BEGIN Passage to read

NHS ambulance service in Yorkshire

West Yorkshire Metropolitan Ambulance Service (WYMAS) was the NHS ambulance service covering West Yorkshire and the western side of North Yorkshire, England. On 1 July 2006, it was merged to the single Yorkshire Ambulance Service.

==History==
West Yorkshire Metropolitan Ambulance Service was formed in 1974, bringing together the individual city services which existed across the county. In 1992, it became an NHS Trust, providing 24-hour emergency and healthcare services to more than 2.1 million people across the region.

==Geography==
WYMAS covered the whole of West Yorkshire, including the cities of Bradford, Leeds, and Wakefield, and the towns of Halifax, Huddersfield and Pontefract. In addition, WYMAS's coverage extended into the Craven area of North Yorkshire with ambulance stations at Grassington, Ingleton, Settle and Skipton, covering the western side of North Yorkshire and the Yorkshire Dales. The region included parts of the M1, A1(M), M62, M621 and M606 motorways.

Neighbouring ambulance services covered Greater Manchester, Lancashire, North Yorkshire and South Yorkshire.

There were 21 ambulance stations situated across the WYMAS operating area.

==Services==
WYMAS activities were centred on two core activities: Accident & Emergency (A&E) and patient transport services (PTS). The service operated from a communication centre located at the Service's headquarters at Birkenshaw, south of Bradford.

END Passage to read

# Tasks to complete
1 – Please rewrite the ambulance service passage from "NHS ambulance service in" to "across the region.", substituting "municipal services" for "city services".
2 – Summarize the ambulance service passage in two sentences.
3 – In the ambulance service passage, where was the service's communication centre located?

BEGIN Given information

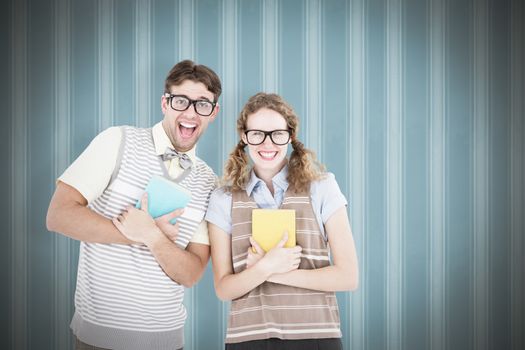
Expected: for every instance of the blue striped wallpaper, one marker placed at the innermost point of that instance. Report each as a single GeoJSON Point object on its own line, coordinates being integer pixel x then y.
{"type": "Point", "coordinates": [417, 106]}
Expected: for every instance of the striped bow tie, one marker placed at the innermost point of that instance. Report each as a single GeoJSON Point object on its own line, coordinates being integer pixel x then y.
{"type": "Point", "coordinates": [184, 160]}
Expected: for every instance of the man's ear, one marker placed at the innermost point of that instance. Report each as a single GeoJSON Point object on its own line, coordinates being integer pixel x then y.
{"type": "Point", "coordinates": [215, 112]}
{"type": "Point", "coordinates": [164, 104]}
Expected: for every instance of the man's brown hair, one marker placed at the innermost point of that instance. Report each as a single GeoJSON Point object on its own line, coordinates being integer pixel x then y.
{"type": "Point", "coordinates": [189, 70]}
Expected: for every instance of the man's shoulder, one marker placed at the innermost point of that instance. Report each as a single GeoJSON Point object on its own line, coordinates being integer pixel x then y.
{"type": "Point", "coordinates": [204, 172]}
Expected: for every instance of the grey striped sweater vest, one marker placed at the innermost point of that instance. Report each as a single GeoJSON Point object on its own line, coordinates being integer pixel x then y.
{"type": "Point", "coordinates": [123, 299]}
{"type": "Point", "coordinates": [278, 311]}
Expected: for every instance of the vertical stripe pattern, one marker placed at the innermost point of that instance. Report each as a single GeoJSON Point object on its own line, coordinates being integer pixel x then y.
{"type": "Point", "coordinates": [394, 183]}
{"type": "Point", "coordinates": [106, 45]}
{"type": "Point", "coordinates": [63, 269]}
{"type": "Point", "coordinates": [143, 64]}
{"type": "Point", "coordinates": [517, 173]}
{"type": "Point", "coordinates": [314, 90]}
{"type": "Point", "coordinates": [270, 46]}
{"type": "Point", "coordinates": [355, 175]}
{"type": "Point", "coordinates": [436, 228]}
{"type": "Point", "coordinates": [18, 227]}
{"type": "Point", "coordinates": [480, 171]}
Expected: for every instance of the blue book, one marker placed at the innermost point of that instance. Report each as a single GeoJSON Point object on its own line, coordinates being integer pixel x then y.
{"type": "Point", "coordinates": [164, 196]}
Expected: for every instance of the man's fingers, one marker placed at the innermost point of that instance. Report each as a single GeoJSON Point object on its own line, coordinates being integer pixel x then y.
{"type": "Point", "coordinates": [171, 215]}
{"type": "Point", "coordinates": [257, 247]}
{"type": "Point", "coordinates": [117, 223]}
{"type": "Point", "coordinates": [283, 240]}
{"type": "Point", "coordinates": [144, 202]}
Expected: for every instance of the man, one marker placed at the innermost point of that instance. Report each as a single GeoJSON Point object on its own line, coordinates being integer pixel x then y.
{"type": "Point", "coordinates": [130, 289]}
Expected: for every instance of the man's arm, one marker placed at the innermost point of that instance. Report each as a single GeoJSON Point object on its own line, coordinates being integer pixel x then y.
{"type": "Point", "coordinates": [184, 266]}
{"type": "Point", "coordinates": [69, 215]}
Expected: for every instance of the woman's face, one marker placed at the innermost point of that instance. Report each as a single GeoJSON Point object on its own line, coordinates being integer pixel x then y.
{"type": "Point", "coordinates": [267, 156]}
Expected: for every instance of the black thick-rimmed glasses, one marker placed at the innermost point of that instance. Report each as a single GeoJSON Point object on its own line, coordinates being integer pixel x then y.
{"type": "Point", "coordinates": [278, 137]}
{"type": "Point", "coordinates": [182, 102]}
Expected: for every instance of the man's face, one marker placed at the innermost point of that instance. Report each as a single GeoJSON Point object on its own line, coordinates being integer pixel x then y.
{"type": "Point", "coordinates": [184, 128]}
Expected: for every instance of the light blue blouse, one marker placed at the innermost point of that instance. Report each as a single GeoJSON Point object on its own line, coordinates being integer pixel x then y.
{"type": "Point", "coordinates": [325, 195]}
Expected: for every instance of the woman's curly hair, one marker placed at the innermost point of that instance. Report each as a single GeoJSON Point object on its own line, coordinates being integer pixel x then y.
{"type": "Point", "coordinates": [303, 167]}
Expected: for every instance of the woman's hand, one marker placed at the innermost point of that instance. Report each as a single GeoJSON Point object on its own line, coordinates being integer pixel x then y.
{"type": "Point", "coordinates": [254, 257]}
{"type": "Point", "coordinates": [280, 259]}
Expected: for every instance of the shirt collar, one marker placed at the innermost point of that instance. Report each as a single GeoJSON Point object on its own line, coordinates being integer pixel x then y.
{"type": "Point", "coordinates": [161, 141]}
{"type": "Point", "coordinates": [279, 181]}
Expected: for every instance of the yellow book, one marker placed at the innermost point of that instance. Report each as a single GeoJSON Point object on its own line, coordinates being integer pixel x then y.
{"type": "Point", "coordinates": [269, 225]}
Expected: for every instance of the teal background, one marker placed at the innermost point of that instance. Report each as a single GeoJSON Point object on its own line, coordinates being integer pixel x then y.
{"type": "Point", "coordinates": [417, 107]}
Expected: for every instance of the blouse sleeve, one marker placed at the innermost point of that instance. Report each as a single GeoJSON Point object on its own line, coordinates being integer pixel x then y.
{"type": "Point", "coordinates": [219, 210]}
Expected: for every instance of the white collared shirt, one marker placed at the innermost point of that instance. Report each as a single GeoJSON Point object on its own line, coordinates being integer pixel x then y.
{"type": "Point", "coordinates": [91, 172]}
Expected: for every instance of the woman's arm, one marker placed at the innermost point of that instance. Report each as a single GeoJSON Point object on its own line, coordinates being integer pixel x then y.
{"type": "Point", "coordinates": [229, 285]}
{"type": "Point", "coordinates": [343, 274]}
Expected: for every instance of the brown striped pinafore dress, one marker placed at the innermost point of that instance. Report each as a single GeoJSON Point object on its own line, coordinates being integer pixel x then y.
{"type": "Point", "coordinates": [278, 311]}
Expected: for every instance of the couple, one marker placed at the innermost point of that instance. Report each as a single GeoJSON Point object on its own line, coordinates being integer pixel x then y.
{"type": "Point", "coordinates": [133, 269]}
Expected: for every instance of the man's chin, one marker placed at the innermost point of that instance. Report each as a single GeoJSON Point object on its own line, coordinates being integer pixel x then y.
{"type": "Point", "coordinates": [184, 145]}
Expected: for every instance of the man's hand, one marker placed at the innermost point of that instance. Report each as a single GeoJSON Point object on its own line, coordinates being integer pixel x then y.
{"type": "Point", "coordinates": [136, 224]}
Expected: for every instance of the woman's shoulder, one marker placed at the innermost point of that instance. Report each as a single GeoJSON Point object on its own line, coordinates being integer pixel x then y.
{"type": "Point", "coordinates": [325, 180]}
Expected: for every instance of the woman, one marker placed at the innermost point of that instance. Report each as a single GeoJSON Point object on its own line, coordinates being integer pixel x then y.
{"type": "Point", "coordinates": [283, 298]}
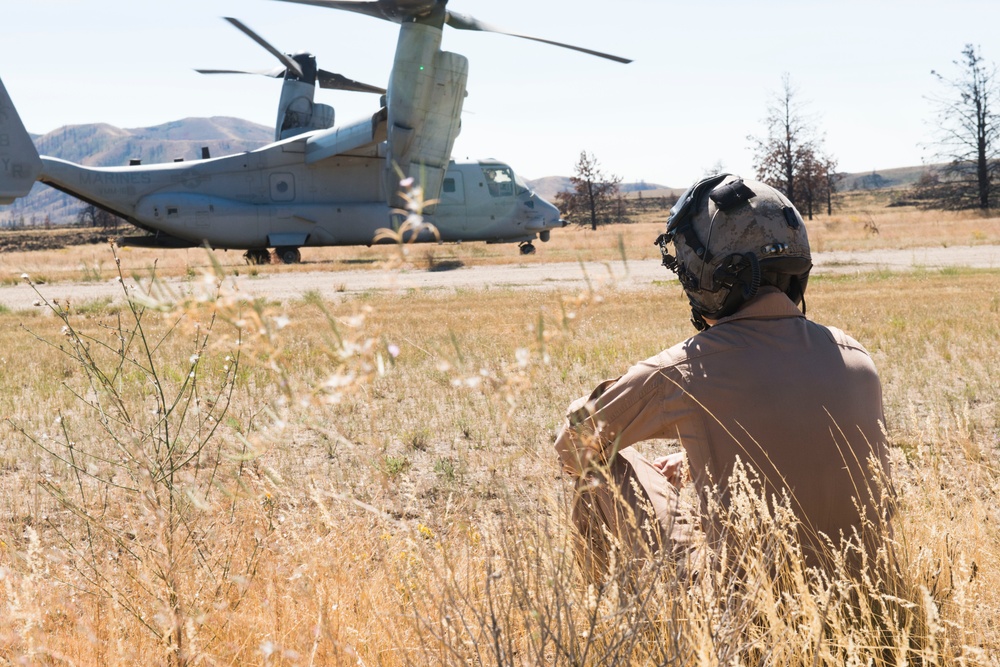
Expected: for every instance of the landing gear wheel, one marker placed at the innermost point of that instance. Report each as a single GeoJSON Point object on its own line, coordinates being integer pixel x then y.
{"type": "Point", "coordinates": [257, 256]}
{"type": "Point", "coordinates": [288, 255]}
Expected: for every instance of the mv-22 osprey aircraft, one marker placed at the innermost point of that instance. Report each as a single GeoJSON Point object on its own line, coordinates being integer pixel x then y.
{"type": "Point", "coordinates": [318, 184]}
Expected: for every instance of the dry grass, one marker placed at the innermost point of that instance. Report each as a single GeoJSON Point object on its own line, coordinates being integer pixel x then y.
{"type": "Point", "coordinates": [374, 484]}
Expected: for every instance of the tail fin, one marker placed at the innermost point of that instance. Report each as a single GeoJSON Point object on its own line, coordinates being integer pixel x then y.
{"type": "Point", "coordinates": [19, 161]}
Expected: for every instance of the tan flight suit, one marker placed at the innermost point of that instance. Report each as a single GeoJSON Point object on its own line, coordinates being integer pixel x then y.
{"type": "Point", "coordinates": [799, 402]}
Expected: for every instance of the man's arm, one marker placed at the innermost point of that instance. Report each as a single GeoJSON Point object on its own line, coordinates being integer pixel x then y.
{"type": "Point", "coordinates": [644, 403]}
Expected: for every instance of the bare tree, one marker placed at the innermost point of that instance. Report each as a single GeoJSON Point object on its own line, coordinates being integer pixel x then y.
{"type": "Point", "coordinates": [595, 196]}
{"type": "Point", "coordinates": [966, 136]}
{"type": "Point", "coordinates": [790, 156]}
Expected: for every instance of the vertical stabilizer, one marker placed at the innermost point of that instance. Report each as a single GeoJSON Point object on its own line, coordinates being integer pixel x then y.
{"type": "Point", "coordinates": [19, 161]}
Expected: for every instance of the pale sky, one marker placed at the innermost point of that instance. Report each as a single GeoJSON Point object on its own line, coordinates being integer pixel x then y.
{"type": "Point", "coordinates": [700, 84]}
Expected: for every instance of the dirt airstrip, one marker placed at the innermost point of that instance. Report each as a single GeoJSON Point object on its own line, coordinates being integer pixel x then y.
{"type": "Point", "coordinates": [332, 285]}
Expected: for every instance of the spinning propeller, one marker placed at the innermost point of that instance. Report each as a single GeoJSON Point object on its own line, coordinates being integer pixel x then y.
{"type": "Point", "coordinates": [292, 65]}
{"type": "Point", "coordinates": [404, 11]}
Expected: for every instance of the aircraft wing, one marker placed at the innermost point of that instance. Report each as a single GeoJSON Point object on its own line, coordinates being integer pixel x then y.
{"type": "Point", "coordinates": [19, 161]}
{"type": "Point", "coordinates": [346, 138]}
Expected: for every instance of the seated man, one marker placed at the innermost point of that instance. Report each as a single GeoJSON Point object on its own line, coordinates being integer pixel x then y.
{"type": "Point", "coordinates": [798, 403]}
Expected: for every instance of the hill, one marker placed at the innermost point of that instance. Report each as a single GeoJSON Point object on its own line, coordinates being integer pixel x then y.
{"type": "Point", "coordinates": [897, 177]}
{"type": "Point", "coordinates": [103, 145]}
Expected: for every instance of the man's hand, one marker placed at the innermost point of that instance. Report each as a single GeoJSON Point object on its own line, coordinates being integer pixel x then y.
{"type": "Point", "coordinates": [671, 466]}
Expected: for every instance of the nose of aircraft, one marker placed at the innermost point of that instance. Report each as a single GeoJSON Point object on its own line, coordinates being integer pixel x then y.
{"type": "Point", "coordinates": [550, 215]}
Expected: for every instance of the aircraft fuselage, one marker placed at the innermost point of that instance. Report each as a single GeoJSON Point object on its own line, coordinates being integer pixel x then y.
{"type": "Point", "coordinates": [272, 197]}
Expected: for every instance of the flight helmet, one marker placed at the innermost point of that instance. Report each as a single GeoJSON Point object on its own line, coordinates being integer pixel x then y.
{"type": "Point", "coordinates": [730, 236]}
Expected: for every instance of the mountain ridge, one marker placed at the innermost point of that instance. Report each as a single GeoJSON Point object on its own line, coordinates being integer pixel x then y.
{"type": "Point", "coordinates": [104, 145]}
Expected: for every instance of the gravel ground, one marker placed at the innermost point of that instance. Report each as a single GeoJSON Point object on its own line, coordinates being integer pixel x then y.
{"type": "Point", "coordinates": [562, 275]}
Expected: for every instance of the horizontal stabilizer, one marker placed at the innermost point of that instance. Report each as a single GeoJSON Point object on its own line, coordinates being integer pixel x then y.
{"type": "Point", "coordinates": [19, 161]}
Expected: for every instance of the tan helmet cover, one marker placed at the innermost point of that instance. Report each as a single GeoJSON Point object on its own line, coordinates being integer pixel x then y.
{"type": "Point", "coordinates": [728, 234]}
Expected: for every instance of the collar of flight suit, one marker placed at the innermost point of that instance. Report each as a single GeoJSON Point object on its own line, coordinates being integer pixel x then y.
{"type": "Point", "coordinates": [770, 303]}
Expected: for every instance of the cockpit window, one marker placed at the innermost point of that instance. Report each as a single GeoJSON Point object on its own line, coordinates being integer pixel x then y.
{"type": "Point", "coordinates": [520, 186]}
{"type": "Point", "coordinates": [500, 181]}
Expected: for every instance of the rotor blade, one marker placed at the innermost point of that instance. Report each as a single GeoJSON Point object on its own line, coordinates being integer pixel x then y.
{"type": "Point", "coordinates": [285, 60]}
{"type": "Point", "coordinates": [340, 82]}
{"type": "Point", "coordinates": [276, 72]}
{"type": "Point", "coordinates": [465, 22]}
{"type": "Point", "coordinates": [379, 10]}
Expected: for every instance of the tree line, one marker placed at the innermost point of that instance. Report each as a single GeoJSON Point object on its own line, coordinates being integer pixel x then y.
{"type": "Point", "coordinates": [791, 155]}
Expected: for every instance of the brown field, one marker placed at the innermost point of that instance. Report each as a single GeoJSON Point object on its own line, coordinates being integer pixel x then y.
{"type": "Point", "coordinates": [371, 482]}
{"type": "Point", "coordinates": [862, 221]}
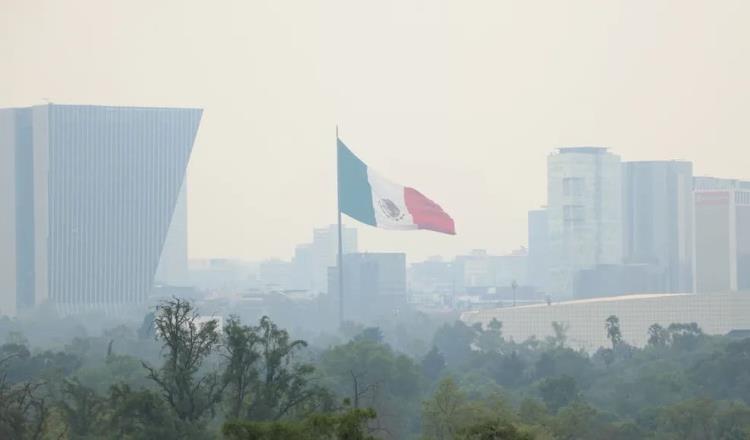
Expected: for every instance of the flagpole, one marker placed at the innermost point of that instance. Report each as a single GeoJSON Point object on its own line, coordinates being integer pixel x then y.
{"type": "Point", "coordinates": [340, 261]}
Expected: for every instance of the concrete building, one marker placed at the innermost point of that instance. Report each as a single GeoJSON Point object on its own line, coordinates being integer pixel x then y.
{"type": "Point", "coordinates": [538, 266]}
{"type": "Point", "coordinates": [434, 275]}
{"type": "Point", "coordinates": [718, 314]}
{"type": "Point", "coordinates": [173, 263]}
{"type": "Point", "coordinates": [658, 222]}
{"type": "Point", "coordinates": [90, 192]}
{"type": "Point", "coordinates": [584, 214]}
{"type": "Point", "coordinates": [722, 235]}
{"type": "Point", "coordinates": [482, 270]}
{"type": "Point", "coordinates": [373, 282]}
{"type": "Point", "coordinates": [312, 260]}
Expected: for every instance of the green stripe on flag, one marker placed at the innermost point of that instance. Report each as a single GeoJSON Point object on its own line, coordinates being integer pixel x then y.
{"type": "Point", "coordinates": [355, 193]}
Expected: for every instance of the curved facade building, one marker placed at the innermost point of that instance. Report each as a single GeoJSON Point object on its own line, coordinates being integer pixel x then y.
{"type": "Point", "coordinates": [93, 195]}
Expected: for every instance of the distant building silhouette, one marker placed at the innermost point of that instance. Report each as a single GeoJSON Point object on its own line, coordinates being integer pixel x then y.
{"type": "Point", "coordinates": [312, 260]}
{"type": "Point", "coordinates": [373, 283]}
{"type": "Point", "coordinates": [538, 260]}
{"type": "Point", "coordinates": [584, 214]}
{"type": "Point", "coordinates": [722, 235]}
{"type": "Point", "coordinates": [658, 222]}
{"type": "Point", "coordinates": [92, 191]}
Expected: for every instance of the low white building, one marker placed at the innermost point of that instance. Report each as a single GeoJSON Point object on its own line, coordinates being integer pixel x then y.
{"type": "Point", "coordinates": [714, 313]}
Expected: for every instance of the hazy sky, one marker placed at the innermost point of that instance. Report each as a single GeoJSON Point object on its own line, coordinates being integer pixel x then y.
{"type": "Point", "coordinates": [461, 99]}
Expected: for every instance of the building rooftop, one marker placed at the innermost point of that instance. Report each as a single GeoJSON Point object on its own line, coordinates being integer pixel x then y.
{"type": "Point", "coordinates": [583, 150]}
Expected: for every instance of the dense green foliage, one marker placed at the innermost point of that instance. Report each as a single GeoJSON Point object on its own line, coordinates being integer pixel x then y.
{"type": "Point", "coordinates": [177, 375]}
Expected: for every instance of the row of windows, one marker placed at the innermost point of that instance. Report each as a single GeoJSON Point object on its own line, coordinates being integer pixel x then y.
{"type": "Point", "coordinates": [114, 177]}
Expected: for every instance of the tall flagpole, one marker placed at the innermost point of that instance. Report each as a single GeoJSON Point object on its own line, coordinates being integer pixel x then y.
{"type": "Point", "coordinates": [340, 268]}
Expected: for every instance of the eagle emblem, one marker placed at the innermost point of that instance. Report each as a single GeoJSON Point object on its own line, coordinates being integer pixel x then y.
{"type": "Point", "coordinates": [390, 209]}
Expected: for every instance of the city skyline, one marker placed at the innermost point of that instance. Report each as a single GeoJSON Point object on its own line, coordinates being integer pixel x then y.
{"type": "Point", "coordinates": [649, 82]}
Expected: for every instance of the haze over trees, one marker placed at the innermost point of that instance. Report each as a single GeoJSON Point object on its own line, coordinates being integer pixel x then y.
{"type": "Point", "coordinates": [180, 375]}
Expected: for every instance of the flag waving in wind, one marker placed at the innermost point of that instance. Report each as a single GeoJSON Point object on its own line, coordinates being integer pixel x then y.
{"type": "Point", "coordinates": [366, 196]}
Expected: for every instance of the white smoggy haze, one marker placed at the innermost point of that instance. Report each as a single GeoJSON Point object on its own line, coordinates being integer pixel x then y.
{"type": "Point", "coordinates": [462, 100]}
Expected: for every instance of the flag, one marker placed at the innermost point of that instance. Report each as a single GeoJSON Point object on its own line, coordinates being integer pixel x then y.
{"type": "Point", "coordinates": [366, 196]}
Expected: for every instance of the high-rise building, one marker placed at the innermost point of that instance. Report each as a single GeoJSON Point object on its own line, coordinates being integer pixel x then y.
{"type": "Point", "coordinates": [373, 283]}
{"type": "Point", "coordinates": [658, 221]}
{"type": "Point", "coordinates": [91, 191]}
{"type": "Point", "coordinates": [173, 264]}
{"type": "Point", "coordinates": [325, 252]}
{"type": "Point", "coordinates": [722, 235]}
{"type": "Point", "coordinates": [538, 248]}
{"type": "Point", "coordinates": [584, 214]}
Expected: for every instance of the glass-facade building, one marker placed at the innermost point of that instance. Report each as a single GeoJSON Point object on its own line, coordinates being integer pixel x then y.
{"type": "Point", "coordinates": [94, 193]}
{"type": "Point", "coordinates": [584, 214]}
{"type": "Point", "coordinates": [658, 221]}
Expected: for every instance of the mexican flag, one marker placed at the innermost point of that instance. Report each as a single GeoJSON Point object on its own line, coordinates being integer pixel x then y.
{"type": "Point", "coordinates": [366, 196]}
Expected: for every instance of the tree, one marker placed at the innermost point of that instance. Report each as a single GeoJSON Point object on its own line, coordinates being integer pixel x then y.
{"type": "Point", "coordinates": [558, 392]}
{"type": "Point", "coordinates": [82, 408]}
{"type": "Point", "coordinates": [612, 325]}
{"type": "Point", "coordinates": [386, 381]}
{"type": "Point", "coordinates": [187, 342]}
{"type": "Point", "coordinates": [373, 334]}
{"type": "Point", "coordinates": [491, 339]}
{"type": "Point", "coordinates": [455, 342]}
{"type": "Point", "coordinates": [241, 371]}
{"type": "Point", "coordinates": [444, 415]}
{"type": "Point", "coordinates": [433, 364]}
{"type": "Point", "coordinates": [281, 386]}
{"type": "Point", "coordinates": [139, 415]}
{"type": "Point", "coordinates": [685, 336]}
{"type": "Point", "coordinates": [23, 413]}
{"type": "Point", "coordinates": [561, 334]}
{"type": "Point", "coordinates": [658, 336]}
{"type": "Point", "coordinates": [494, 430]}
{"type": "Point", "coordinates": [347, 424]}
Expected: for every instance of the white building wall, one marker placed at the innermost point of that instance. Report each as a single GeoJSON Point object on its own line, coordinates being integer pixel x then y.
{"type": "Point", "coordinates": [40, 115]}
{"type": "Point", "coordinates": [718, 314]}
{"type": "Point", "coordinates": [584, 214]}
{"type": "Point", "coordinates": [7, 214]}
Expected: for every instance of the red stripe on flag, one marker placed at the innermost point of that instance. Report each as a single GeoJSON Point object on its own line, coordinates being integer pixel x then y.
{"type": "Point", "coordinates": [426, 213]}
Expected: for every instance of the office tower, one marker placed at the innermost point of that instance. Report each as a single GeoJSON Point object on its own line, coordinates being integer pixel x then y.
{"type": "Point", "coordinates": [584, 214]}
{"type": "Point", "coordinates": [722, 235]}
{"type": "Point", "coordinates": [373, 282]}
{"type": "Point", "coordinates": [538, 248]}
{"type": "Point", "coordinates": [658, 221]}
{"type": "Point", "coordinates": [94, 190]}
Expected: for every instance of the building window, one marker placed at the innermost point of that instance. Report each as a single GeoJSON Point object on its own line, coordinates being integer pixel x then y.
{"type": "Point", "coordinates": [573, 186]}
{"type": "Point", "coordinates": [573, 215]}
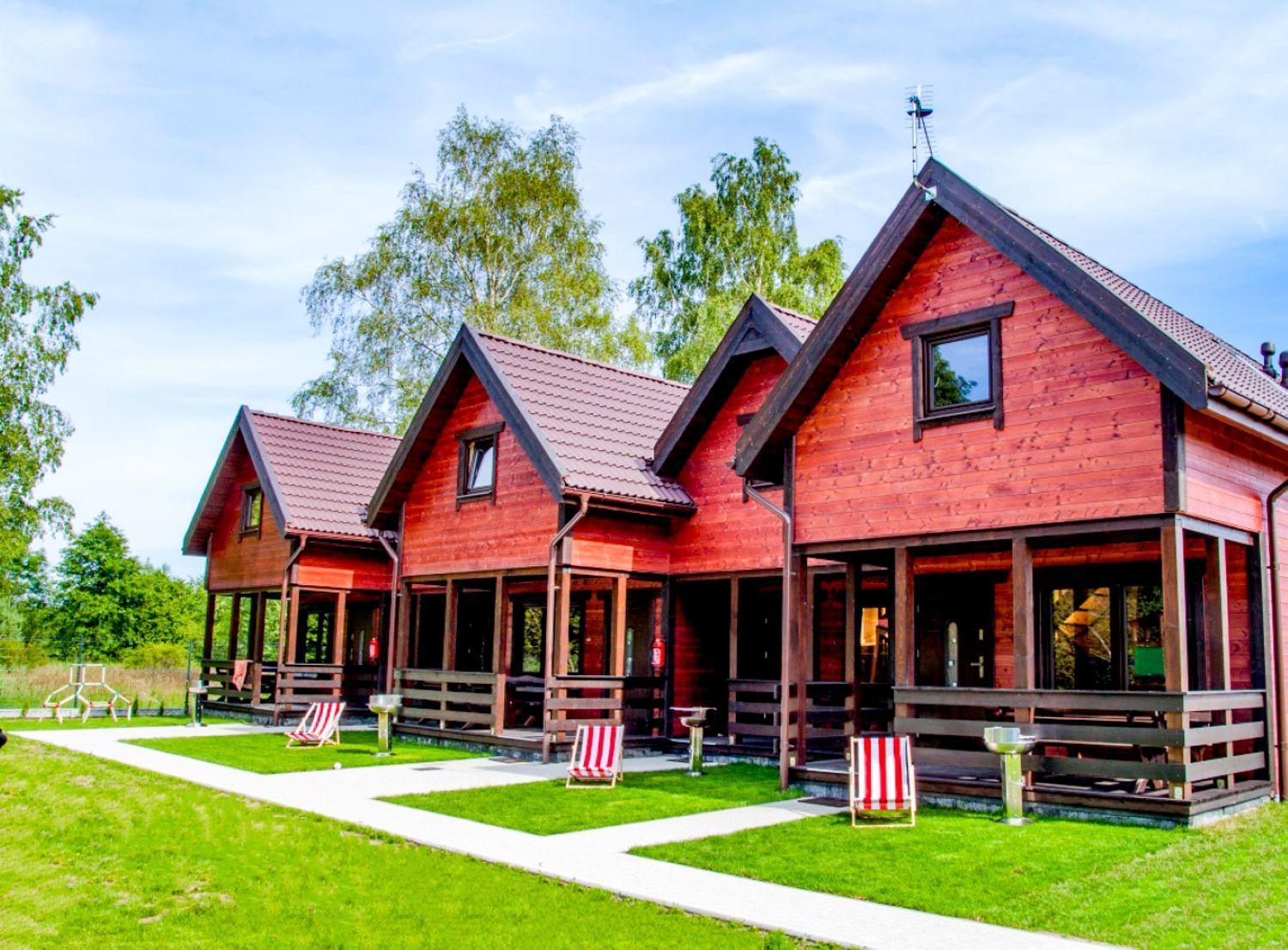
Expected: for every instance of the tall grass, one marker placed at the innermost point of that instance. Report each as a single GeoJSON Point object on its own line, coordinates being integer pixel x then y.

END Given information

# Problem solutions
1 –
NHS ambulance service in Yorkshire

West Yorkshire Metropolitan Ambulance Service (WYMAS) was the NHS ambulance service covering West Yorkshire and the western side of North Yorkshire, England. On 1 July 2006, it was merged to the single Yorkshire Ambulance Service.

==History==
West Yorkshire Metropolitan Ambulance Service was formed in 1974, bringing together the individual municipal services which existed across the county. In 1992, it became an NHS Trust, providing 24-hour emergency and healthcare services to more than 2.1 million people across the region.

2 – West Yorkshire Metropolitan Ambulance Service was formed in 1974 and became an NHS Trust in 1992. It covered West Yorkshire and the western side of North Yorkshire until 1 July 2006, when it was merged into the single Yorkshire Ambulance Service.

3 – At the Service's headquarters at Birkenshaw, south of Bradford.